### What is expected
Starting from the line that contains "the flower petal", reproduce each line exactly through the end of the material, and include no other lines.

### Data provided
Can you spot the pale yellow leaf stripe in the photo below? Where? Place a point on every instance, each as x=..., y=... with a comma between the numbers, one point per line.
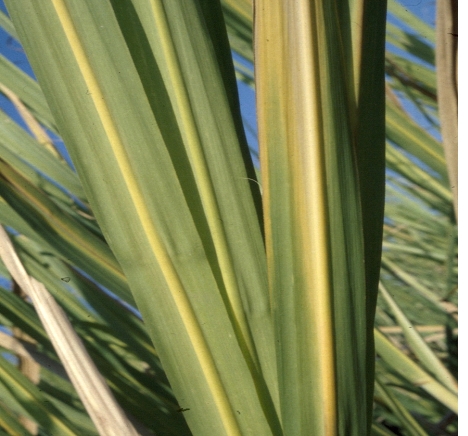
x=97, y=398
x=309, y=182
x=191, y=137
x=168, y=269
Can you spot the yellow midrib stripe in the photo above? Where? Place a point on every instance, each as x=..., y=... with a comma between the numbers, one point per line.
x=175, y=285
x=205, y=186
x=308, y=136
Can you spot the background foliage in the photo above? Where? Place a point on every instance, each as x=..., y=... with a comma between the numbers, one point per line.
x=45, y=211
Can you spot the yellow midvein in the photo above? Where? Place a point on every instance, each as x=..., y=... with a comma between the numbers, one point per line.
x=311, y=187
x=200, y=170
x=181, y=300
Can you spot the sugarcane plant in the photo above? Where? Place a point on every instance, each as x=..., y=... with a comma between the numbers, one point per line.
x=164, y=284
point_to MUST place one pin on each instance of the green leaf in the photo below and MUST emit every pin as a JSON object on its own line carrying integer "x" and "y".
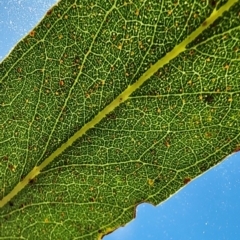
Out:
{"x": 108, "y": 104}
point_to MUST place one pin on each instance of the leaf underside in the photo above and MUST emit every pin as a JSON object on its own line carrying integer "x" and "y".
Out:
{"x": 108, "y": 104}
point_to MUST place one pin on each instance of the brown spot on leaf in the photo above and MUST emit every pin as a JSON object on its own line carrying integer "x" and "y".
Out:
{"x": 32, "y": 33}
{"x": 204, "y": 24}
{"x": 186, "y": 180}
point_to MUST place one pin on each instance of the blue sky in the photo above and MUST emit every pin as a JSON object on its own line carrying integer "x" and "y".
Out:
{"x": 208, "y": 208}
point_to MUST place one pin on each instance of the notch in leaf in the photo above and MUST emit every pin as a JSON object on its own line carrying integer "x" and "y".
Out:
{"x": 209, "y": 98}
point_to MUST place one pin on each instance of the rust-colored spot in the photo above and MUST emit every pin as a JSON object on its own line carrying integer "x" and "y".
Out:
{"x": 186, "y": 180}
{"x": 32, "y": 33}
{"x": 49, "y": 12}
{"x": 61, "y": 83}
{"x": 204, "y": 24}
{"x": 32, "y": 181}
{"x": 12, "y": 167}
{"x": 237, "y": 149}
{"x": 5, "y": 158}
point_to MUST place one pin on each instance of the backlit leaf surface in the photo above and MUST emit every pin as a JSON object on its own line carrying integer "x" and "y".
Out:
{"x": 108, "y": 104}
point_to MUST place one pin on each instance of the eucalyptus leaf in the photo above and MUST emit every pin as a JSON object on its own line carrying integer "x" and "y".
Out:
{"x": 107, "y": 104}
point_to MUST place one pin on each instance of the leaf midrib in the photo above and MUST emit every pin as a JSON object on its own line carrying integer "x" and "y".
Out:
{"x": 119, "y": 99}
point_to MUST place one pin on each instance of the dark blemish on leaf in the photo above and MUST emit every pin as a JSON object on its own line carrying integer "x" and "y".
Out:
{"x": 21, "y": 206}
{"x": 32, "y": 181}
{"x": 111, "y": 116}
{"x": 49, "y": 12}
{"x": 209, "y": 98}
{"x": 61, "y": 83}
{"x": 204, "y": 24}
{"x": 237, "y": 149}
{"x": 11, "y": 167}
{"x": 32, "y": 33}
{"x": 5, "y": 158}
{"x": 186, "y": 180}
{"x": 213, "y": 3}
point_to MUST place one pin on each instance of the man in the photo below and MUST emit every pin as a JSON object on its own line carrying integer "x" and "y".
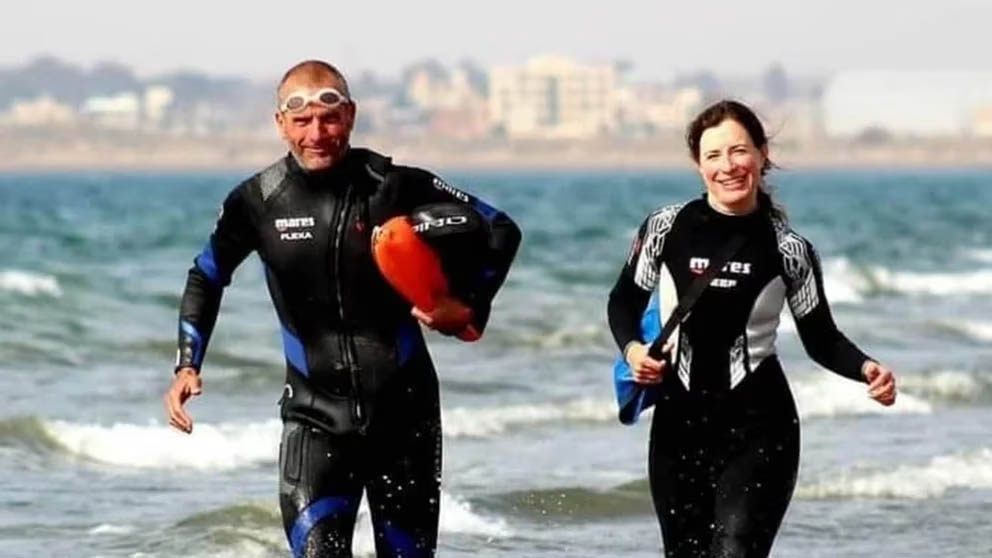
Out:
{"x": 360, "y": 406}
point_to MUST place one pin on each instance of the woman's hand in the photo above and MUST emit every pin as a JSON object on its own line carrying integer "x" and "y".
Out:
{"x": 881, "y": 382}
{"x": 646, "y": 370}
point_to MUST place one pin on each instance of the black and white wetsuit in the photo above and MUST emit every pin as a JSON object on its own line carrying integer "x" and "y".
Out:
{"x": 724, "y": 446}
{"x": 360, "y": 405}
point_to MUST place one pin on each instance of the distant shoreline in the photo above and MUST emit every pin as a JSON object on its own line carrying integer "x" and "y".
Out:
{"x": 110, "y": 152}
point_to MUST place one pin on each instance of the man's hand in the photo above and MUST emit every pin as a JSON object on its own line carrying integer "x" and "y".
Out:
{"x": 881, "y": 382}
{"x": 646, "y": 370}
{"x": 186, "y": 384}
{"x": 449, "y": 316}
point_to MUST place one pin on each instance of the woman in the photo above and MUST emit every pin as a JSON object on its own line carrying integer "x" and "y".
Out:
{"x": 724, "y": 447}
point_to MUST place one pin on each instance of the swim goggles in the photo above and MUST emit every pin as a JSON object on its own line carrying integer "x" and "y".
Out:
{"x": 299, "y": 99}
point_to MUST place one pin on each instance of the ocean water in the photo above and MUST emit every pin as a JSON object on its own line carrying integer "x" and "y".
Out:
{"x": 535, "y": 463}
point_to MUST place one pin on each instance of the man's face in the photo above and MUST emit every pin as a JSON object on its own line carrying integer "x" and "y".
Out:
{"x": 317, "y": 135}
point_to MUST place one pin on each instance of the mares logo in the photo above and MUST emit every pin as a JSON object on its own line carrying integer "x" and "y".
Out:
{"x": 439, "y": 223}
{"x": 445, "y": 187}
{"x": 284, "y": 224}
{"x": 698, "y": 266}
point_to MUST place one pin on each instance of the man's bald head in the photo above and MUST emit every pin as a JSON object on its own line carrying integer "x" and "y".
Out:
{"x": 312, "y": 74}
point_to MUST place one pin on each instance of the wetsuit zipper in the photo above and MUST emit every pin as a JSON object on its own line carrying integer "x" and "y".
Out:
{"x": 351, "y": 360}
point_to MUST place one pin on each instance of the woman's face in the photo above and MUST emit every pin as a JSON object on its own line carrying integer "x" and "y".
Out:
{"x": 730, "y": 165}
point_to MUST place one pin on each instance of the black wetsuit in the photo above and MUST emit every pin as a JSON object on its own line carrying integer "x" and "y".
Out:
{"x": 724, "y": 447}
{"x": 361, "y": 405}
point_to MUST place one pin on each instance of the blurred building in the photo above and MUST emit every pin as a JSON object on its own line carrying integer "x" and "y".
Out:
{"x": 982, "y": 123}
{"x": 42, "y": 111}
{"x": 451, "y": 103}
{"x": 157, "y": 101}
{"x": 119, "y": 112}
{"x": 649, "y": 109}
{"x": 905, "y": 104}
{"x": 553, "y": 97}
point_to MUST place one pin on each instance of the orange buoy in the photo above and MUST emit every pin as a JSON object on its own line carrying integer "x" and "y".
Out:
{"x": 408, "y": 263}
{"x": 412, "y": 266}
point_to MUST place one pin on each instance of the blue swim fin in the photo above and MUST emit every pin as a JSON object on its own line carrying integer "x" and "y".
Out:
{"x": 634, "y": 398}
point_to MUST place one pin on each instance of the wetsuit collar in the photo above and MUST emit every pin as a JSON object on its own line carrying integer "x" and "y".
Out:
{"x": 718, "y": 218}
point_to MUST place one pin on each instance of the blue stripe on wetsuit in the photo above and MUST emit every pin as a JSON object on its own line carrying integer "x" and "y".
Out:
{"x": 295, "y": 353}
{"x": 192, "y": 338}
{"x": 311, "y": 516}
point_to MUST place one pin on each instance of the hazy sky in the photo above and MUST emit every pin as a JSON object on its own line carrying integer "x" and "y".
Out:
{"x": 261, "y": 39}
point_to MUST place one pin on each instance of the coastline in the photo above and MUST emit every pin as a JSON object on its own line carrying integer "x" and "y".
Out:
{"x": 149, "y": 152}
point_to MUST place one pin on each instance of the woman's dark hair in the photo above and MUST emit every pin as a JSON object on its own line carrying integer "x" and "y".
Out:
{"x": 727, "y": 109}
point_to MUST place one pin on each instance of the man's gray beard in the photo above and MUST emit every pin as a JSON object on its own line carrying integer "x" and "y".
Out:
{"x": 299, "y": 160}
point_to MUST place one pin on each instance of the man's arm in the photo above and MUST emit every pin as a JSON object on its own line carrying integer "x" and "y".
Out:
{"x": 230, "y": 243}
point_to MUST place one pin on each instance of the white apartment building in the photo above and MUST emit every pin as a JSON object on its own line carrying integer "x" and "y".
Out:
{"x": 553, "y": 97}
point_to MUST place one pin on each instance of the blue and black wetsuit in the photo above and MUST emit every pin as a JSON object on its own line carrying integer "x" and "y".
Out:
{"x": 724, "y": 449}
{"x": 361, "y": 405}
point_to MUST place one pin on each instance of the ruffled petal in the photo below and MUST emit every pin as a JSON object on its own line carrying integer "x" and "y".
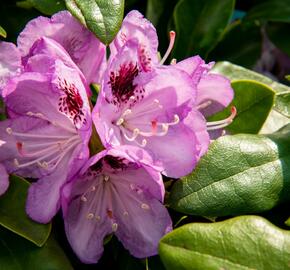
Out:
{"x": 135, "y": 26}
{"x": 10, "y": 62}
{"x": 4, "y": 182}
{"x": 83, "y": 47}
{"x": 216, "y": 89}
{"x": 141, "y": 230}
{"x": 176, "y": 150}
{"x": 44, "y": 196}
{"x": 85, "y": 234}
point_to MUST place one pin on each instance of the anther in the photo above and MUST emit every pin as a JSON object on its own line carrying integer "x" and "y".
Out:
{"x": 173, "y": 61}
{"x": 16, "y": 162}
{"x": 204, "y": 105}
{"x": 114, "y": 227}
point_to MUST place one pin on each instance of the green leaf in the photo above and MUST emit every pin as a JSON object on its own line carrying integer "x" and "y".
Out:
{"x": 274, "y": 122}
{"x": 246, "y": 242}
{"x": 48, "y": 7}
{"x": 13, "y": 215}
{"x": 159, "y": 13}
{"x": 3, "y": 32}
{"x": 270, "y": 10}
{"x": 253, "y": 102}
{"x": 287, "y": 222}
{"x": 239, "y": 174}
{"x": 102, "y": 17}
{"x": 17, "y": 253}
{"x": 200, "y": 25}
{"x": 235, "y": 46}
{"x": 234, "y": 72}
{"x": 276, "y": 33}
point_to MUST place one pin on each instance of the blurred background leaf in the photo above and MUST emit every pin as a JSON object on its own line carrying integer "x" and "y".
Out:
{"x": 17, "y": 253}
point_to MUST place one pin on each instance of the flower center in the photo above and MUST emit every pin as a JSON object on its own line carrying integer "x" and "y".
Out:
{"x": 122, "y": 84}
{"x": 71, "y": 103}
{"x": 108, "y": 198}
{"x": 132, "y": 127}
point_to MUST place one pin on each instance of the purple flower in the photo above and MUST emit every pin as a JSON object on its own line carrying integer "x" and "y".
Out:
{"x": 10, "y": 62}
{"x": 151, "y": 109}
{"x": 48, "y": 128}
{"x": 4, "y": 182}
{"x": 83, "y": 47}
{"x": 119, "y": 191}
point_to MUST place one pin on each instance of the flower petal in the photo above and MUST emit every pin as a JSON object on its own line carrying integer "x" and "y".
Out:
{"x": 135, "y": 26}
{"x": 10, "y": 62}
{"x": 4, "y": 182}
{"x": 176, "y": 150}
{"x": 197, "y": 123}
{"x": 44, "y": 196}
{"x": 83, "y": 47}
{"x": 86, "y": 234}
{"x": 142, "y": 228}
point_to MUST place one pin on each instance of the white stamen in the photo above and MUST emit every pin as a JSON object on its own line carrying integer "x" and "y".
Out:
{"x": 90, "y": 216}
{"x": 170, "y": 47}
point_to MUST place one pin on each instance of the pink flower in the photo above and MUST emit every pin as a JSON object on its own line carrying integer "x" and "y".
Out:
{"x": 119, "y": 191}
{"x": 48, "y": 128}
{"x": 150, "y": 108}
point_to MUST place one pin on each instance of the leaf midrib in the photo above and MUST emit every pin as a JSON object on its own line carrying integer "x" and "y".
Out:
{"x": 208, "y": 255}
{"x": 272, "y": 161}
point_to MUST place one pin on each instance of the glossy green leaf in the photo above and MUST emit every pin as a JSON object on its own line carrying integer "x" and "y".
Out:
{"x": 242, "y": 243}
{"x": 13, "y": 215}
{"x": 253, "y": 102}
{"x": 17, "y": 253}
{"x": 276, "y": 33}
{"x": 274, "y": 122}
{"x": 234, "y": 72}
{"x": 239, "y": 174}
{"x": 200, "y": 25}
{"x": 48, "y": 7}
{"x": 102, "y": 17}
{"x": 270, "y": 10}
{"x": 3, "y": 32}
{"x": 235, "y": 46}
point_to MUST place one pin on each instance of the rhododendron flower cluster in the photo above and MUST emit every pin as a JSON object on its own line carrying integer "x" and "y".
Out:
{"x": 150, "y": 118}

### Finished answer
point_to MUST place one pin on each instance of the flower petal in the photo above and MUST emit every pin as a JSON object on its own line carrying integer "x" and "y".
Out:
{"x": 135, "y": 26}
{"x": 10, "y": 62}
{"x": 4, "y": 182}
{"x": 176, "y": 150}
{"x": 197, "y": 123}
{"x": 44, "y": 196}
{"x": 83, "y": 47}
{"x": 86, "y": 234}
{"x": 142, "y": 228}
point_to MUST place one pin on each instance of the white stamen in the photo above and MUST emit every pin as a JSON object on its own line carrying integer "x" and "y".
Out:
{"x": 90, "y": 216}
{"x": 170, "y": 47}
point_to MUST place one pin on each instance of the pink flower in the photo above and MUST emit every pin as a JSON object on its own line carrying integer "x" and "y".
Out:
{"x": 119, "y": 191}
{"x": 48, "y": 128}
{"x": 150, "y": 108}
point_to MUST place one pin on each instance of the leaf midrib in the photo above and MUST emit every pin as a JSON object on its own line carrying integer "x" and "y".
Out:
{"x": 208, "y": 255}
{"x": 272, "y": 161}
point_to MUST place one pin on each instance of the glossy green leaf in the photo above and MUST emit every pin as a JSON object on its own line carrying integer "x" and "y".
Out:
{"x": 242, "y": 243}
{"x": 13, "y": 215}
{"x": 253, "y": 102}
{"x": 17, "y": 253}
{"x": 276, "y": 33}
{"x": 274, "y": 122}
{"x": 234, "y": 72}
{"x": 239, "y": 174}
{"x": 200, "y": 25}
{"x": 48, "y": 7}
{"x": 102, "y": 17}
{"x": 270, "y": 10}
{"x": 3, "y": 32}
{"x": 235, "y": 46}
point_to MUST place one pin on each instance of the rhododendron flower cluster in the photo above and MUST emit every pin as a JSON object on its own line carrying integer "x" and "y".
Out:
{"x": 150, "y": 118}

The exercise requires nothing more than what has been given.